---- Excerpted data

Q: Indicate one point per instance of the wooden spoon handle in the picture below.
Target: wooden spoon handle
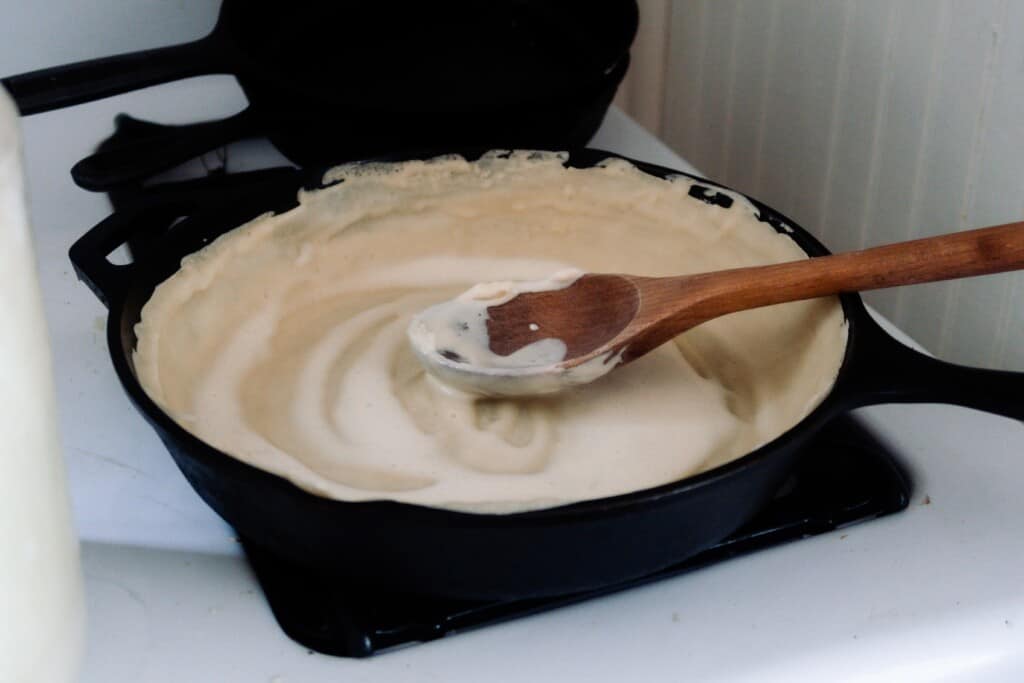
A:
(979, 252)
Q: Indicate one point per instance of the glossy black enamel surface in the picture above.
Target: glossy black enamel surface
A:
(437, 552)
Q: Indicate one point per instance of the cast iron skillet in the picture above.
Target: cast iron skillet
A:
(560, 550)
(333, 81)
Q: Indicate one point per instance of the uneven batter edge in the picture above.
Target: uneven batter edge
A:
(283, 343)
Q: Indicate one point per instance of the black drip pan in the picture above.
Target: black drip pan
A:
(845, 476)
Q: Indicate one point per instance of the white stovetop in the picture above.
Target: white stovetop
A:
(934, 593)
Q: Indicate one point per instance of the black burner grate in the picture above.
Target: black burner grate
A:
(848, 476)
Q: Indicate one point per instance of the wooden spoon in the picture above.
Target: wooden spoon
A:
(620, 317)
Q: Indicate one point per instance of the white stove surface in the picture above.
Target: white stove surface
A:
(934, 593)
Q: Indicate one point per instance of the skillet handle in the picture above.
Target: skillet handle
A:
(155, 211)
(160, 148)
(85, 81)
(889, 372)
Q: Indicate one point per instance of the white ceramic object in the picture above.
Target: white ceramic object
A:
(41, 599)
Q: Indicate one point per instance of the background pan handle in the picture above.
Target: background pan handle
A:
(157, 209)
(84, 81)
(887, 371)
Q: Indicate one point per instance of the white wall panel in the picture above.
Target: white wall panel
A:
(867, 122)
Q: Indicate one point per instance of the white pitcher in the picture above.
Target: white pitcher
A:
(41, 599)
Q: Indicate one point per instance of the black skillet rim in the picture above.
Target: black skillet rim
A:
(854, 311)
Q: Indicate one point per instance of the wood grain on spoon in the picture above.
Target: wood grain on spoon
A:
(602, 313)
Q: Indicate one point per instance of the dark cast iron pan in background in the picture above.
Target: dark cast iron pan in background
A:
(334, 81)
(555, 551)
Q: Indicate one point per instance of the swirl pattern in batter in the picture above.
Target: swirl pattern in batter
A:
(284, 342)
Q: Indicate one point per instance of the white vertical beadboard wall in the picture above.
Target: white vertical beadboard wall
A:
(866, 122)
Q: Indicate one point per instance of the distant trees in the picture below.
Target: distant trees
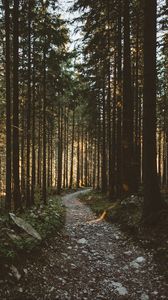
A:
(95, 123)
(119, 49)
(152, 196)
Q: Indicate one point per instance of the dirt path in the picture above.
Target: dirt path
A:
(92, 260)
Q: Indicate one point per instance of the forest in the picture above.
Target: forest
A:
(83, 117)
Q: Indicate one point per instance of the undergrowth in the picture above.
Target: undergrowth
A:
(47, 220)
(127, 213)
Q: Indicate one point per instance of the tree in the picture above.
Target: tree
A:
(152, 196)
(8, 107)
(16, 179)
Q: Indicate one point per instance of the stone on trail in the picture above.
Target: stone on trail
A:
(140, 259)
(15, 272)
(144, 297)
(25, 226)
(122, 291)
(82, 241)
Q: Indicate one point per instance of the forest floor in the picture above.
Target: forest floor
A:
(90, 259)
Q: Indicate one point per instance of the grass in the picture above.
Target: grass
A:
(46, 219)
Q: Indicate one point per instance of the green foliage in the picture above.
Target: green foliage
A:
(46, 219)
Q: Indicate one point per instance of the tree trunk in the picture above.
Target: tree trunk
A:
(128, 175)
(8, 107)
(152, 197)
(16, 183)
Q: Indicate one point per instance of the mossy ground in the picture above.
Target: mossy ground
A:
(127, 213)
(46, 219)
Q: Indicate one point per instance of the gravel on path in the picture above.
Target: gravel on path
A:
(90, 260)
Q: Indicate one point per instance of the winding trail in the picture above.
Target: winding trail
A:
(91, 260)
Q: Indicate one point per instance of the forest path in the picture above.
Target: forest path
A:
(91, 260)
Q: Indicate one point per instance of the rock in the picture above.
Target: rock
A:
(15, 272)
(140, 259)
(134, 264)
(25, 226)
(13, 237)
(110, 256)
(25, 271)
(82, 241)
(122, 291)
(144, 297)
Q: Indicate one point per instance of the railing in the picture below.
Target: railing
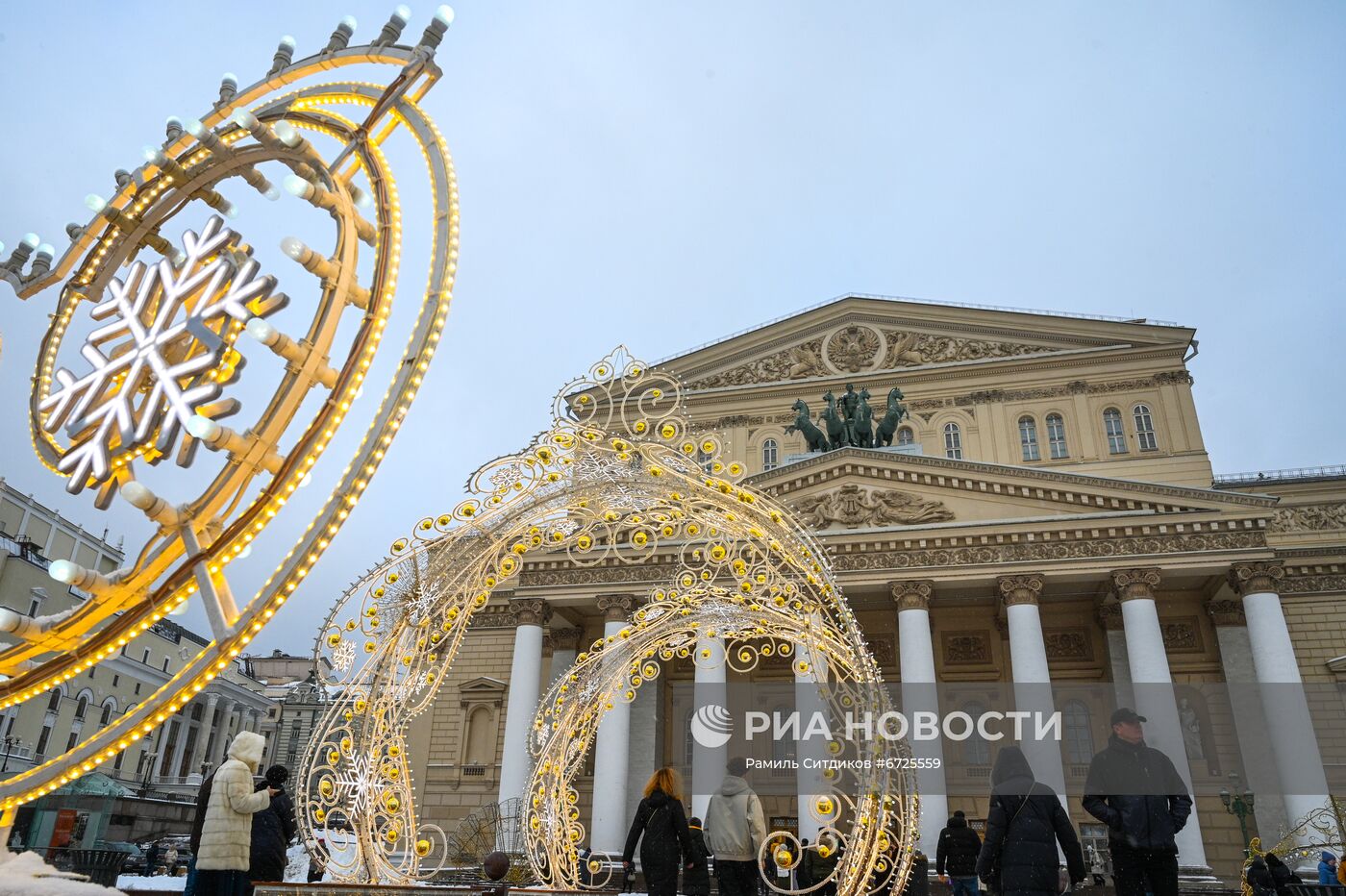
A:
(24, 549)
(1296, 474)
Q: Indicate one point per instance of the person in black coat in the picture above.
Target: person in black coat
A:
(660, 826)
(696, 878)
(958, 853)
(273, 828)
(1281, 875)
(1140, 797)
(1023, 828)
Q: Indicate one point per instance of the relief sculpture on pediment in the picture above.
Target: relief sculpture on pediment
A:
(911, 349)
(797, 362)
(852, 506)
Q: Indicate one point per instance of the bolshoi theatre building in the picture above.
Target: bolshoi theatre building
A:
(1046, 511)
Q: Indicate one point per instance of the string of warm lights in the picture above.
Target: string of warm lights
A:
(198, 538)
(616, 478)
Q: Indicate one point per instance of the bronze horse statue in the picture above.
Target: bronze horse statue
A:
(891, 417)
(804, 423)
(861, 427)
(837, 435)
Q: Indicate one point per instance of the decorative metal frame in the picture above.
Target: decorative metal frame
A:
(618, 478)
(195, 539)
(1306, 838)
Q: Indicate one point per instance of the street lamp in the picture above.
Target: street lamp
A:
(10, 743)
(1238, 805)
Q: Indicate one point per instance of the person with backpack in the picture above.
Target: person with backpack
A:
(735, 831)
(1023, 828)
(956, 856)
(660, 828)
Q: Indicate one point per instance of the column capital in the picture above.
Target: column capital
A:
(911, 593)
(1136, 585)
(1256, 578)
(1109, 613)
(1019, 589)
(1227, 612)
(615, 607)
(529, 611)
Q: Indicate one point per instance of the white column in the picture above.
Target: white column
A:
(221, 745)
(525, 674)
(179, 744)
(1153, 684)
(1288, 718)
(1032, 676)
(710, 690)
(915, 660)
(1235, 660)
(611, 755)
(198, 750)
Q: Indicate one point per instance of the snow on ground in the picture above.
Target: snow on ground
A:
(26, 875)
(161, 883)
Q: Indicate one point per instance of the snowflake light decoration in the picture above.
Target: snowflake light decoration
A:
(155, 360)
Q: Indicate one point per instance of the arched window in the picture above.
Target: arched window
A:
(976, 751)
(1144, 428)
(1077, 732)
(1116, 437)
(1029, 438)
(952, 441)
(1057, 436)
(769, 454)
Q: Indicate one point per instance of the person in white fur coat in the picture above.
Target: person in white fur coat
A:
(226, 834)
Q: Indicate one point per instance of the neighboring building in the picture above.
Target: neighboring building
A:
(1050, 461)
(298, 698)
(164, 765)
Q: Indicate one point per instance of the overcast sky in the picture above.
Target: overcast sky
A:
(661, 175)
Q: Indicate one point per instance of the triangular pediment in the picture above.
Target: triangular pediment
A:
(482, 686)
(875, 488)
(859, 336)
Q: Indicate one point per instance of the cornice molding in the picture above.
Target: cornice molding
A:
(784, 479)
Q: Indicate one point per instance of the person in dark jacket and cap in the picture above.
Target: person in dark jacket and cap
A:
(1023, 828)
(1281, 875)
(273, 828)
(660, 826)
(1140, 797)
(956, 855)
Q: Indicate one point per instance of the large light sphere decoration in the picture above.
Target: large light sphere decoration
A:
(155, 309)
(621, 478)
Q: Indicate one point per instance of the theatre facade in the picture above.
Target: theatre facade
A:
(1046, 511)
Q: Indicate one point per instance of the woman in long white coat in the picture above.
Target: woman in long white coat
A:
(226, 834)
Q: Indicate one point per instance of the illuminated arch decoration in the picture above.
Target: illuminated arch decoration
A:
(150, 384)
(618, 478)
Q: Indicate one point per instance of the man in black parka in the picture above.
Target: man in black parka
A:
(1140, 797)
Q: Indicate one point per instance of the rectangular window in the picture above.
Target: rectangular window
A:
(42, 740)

--------

In this exercise, set down all of the data exactly, without the pictures.

Q: Indicate one point per instance of the wooden spoon handle in the picture below.
Target: wooden spoon handle
A:
(979, 252)
Q: Indicate one point per instance of the glossy black enamel surface in the picture above.
Target: glossy black enamel surface
A:
(437, 552)
Q: Indicate one point per instance of the cast iron skillet in the picture above.
Target: cast iron skillet
A:
(560, 550)
(333, 81)
Q: Indicate one point per instance of the uneven batter edge in the picture above.
Target: uneven batter edge
A:
(283, 343)
Q: Indicate one point per instance of the black drip pan in the picture above.
Target: black drip pan
A:
(845, 476)
Q: Indicate one point per instance of the white stovetop in the picture above.
Target: white stovetop
A:
(934, 593)
Q: Indicate one point per instance of the black burner grate in the picture above.
Target: black burner grate
A:
(848, 476)
Q: Indicate one point per instance of the wooden spoon in the picture above.
Target: wooden spoon
A:
(620, 317)
Q: Indicate one point per instance of the white stove surface in the picture above.
Target: white stove surface
A:
(934, 593)
Q: Indicate one point per instance of the skillet handle in the picture above.
Target: skillet handle
A:
(155, 211)
(160, 148)
(85, 81)
(889, 372)
Q: Indicate one point per instance of the white ceramic object in the picture above.
Target: white ceramic object
A:
(41, 599)
Q: Indicate one point per instance of the background pan handle in the picture above.
Target: background pan handle
A:
(157, 209)
(84, 81)
(887, 371)
Q: Indicate one point per instance of the white wall panel in the picture above.
Target: white wall panel
A:
(867, 122)
Q: Indicate one point per instance of the white pitcher in the picture above.
Target: white pitcher
A:
(41, 599)
Q: Indicate one point per instance of the black skillet rim in the picture above.
Target: black skillet rim
A:
(854, 311)
Q: Indicate one point per instance of the wood grain on spoon in the picture above.
Target: wood grain on spoon
A:
(602, 313)
Q: Indicate one point per instance of the dark cast iron pan in background in the picture above.
Target: dark cast iron pan in background
A:
(334, 81)
(555, 551)
Q: Indicate one point per instance of the swirl pattern in batter in the picture above.
Target: swirl pattern in batter
A:
(284, 342)
Q: Indicate one point per instance of the white vertical beadboard wall in the picture above.
Target: white vertical beadboard wall
A:
(866, 122)
Q: Indicate one point per instance of the distant trees in the picture below.
Target: distant trees
A:
(95, 123)
(119, 49)
(152, 196)
Q: Indicate one point per instance of the dirt path in the picture above.
Target: dirt path
A:
(92, 260)
Q: Indicate one point per instance of the forest in the picture above.
Target: forest
A:
(83, 117)
Q: Indicate one point per instance of the undergrowth in the picture above.
Target: undergrowth
A:
(47, 220)
(127, 213)
Q: Indicate one point per instance of the tree in the picture above.
Target: tree
A:
(152, 196)
(8, 107)
(16, 179)
Q: Indicate one point per instance of the stone on trail in the picture above.
Target: stone on trail
A:
(140, 259)
(15, 272)
(144, 297)
(25, 226)
(122, 291)
(82, 241)
Q: Indicate one point per instance of the forest floor in the picture above.
Target: forest floor
A:
(90, 259)
Q: Indicate one point per instance of the grass in the picture above.
Target: grass
A:
(46, 219)
Q: Indicate one point per instance of the green foliage in the picture above.
Target: green foliage
A:
(46, 219)
Q: Indicate one point per instance of the tree trunk in the picture above.
Target: tree trunk
A:
(128, 175)
(8, 107)
(152, 197)
(16, 183)
Q: Indicate one point per instance of the mossy ground in the picture above.
Target: mossy ground
A:
(127, 213)
(46, 219)
Q: Indicate one point per instance of the gravel on path in the picture above.
Target: gravel on path
A:
(90, 260)
Q: Indicate one point per instance of the winding trail in the picture above.
Target: winding trail
A:
(91, 260)
Q: Indicate one point per instance of the forest path in the picture above.
Target: forest path
A:
(91, 260)
Q: Indicate one point per instance of the rock in the picture above.
Target: rock
A:
(15, 272)
(140, 259)
(134, 264)
(25, 226)
(13, 237)
(110, 256)
(25, 271)
(82, 241)
(122, 291)
(144, 297)
Q: Indicate one point per instance of the railing in the picture below.
Target: railing
A:
(24, 549)
(1296, 474)
Q: Indicate one point per instance of the person in black coat in the picture above.
Target: person in black coat
A:
(660, 826)
(696, 878)
(958, 853)
(273, 828)
(1281, 875)
(1140, 797)
(1023, 828)
Q: Indicate one point per instance of the relief sculpture on pediment in the picture above.
Target: relief sculpture on pediment
A:
(911, 349)
(797, 362)
(852, 506)
Q: Indicate one point per instance of the bolshoi theatre building in the picture above.
Target: bolshoi theatre building
A:
(1046, 511)
Q: Indicate one point per instance of the string of warm lights in the picture above.
Target: string of warm lights
A:
(198, 538)
(616, 478)
Q: Indicate one point per instance of the bronze horse statue in the picture above.
Target: bronze horse statue
A:
(891, 417)
(804, 423)
(861, 427)
(837, 435)
Q: Indicate one point per instance of the decorative metal frame in the picture above.
Target: decorative metal frame
A:
(618, 478)
(195, 539)
(1306, 838)
Q: Indicate one point per instance of the street lamp in the picture above.
Target: street lamp
A:
(10, 743)
(1238, 805)
Q: Indicate one point per instance of the person with backpack in the picture above.
Target: person with backpack
A:
(735, 831)
(1023, 828)
(956, 856)
(660, 828)
Q: Indicate one point per instance of the column capital in the picture above.
Target: column capital
A:
(911, 593)
(1136, 585)
(1256, 578)
(1109, 613)
(1019, 589)
(1227, 612)
(615, 607)
(529, 611)
Q: Indicate one point per instance of the white column in the picture above.
Target: white column
A:
(221, 745)
(525, 674)
(179, 744)
(1153, 684)
(1288, 718)
(1032, 676)
(710, 690)
(915, 660)
(1235, 660)
(611, 755)
(198, 750)
Q: Indicate one point per instance of the snow on ground in the picture above.
Target: snow on ground
A:
(26, 875)
(161, 883)
Q: Indicate one point per instance of the snowflake light decoration in the picture above.
Target: snowflake light decoration
A:
(155, 360)
Q: Indicate one point per instance of the arched window in the picture above.
Target: arched window
A:
(976, 751)
(1144, 428)
(1077, 732)
(1116, 437)
(1029, 438)
(952, 441)
(1057, 436)
(769, 454)
Q: Indicate one point per instance of the person in white fur coat in the picture above.
Target: person in white fur coat
A:
(226, 834)
Q: Indicate one point per instance of the neighboring building in the picture above.
Target: neighboring building
A:
(1050, 461)
(298, 698)
(164, 765)
Q: Indicate one point per instance of the overcast sky in the picture above.
Target: overcast sky
A:
(661, 175)
Q: Indicate one point per instance of the triangular pediment in the picture above.
Target: triangular pediment
A:
(482, 686)
(875, 488)
(859, 336)
Q: Indicate one point per instance of the cornice molding in the picture above.
Target: cornice molding
A:
(784, 479)
Q: Indicate one point per instance of the person in dark jacket and cap in the picture above.
Target: person in dark jacket and cap
A:
(1023, 828)
(1281, 875)
(273, 828)
(660, 826)
(1140, 797)
(956, 855)
Q: Indicate one point per instance of the large light sphere decoration in the picture above.
Target: large light sphere decoration
A:
(155, 309)
(621, 478)
Q: Indicate one point per instance of the theatre facade in the picture above.
Target: theatre facade
A:
(1046, 511)
Q: Indicate one point per instance of the woman in long white coat in the picture above.
Target: woman in long white coat
A:
(226, 834)
Q: Indicate one point per instance of the illuminated arch decoration in the picture above.
Target: illuminated arch decoration
A:
(150, 384)
(618, 478)
Q: Indicate one point per instance of the man in black parka in the picture above.
Target: man in black parka
A:
(1140, 797)
Q: Indicate one point per instance of the rectangular window in the picture above.
Target: rectangular window
A:
(42, 740)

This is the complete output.